Problem to work on: Each line from the one containing "Target: smiling woman" through the end of the data must be retyped exactly, and no other line.

*** Provided data Section Begins ***

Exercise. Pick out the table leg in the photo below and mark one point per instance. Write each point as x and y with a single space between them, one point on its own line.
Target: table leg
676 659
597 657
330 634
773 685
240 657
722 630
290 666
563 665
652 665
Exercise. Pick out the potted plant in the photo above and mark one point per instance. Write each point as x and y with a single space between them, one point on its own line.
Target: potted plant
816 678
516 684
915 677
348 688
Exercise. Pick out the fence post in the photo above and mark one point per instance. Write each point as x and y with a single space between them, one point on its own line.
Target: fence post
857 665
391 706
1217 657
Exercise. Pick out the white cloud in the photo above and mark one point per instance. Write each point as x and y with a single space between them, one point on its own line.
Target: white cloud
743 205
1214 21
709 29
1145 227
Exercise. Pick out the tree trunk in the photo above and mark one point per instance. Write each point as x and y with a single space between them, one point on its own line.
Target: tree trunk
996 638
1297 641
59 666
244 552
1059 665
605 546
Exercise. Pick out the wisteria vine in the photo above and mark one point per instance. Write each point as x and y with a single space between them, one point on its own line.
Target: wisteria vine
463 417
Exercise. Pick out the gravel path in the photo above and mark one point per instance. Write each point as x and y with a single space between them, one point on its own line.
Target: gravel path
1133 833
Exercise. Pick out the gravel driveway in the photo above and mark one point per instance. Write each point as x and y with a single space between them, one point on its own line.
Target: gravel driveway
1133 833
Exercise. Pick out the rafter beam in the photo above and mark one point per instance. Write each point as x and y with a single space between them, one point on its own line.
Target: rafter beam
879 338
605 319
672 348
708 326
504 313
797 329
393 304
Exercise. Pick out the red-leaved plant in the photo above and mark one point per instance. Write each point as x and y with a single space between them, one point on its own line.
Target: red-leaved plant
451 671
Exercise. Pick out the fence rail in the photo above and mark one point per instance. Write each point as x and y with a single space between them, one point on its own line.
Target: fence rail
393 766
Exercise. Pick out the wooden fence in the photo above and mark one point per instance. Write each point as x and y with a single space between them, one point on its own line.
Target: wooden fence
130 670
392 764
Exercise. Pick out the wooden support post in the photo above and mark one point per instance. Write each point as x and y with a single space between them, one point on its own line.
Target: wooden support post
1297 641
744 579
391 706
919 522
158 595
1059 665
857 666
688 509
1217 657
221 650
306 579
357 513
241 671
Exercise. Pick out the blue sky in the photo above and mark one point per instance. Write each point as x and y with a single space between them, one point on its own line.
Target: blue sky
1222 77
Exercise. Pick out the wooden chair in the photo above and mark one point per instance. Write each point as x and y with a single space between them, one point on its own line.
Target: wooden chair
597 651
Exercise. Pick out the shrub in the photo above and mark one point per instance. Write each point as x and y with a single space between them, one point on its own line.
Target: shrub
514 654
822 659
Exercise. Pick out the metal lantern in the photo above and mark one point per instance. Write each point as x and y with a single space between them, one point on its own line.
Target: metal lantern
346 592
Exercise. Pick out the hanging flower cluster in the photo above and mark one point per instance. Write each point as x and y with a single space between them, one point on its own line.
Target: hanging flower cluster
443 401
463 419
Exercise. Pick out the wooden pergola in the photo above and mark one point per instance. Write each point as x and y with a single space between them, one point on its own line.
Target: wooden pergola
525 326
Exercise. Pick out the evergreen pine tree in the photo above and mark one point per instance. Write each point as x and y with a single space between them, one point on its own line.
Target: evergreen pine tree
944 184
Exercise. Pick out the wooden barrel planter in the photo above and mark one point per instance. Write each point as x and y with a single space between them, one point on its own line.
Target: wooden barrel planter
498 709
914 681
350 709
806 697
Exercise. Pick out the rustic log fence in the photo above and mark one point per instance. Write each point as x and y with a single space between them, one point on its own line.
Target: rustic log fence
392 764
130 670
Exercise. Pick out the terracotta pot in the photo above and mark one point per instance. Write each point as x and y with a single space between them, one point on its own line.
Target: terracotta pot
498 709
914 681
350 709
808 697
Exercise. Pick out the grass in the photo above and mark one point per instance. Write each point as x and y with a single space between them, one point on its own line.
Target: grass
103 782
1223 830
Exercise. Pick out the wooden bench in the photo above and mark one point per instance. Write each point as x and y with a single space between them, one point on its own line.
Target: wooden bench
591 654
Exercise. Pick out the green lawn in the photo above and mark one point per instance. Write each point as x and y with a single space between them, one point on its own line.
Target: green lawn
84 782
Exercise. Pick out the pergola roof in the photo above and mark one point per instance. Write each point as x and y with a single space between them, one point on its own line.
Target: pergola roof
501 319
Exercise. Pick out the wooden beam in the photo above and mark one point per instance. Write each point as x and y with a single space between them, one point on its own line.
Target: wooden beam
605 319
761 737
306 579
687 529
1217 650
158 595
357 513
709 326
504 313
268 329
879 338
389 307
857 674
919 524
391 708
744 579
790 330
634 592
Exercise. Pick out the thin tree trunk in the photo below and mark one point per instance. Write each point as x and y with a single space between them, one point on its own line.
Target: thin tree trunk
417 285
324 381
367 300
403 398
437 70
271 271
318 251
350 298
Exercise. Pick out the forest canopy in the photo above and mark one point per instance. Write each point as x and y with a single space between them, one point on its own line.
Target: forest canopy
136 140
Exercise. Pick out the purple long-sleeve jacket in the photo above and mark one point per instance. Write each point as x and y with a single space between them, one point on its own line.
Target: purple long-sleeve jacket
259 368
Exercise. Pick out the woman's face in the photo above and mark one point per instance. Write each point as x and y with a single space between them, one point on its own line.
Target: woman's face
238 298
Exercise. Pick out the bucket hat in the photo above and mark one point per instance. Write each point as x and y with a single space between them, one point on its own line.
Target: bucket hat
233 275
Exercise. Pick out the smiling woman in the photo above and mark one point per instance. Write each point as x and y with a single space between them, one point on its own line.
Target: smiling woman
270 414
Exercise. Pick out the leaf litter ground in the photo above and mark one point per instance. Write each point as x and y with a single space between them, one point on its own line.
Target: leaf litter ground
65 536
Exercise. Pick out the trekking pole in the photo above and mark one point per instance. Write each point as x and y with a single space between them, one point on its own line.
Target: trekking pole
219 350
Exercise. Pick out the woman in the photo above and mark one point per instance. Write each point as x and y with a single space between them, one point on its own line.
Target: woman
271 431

*** Provided data Section Ends ***

Result:
Target: smiling woman
270 414
Exercise. Pick out the leaf litter ground in the photo above and mark one point per instance. Write each point as x and y with a single space between them, one point on its own line.
Target: leaf litter ground
65 536
Exercise. Pick out the trekking pole in the photo above and mark one point per instance. Write each point as x and y with a single space between them, one point on its own line.
Target: trekking pole
219 350
Exercise. Pick out the woman in the photo above and mark one point per instance. Write each point as x and y with a single space between them, one point on its own line.
Target: woman
271 431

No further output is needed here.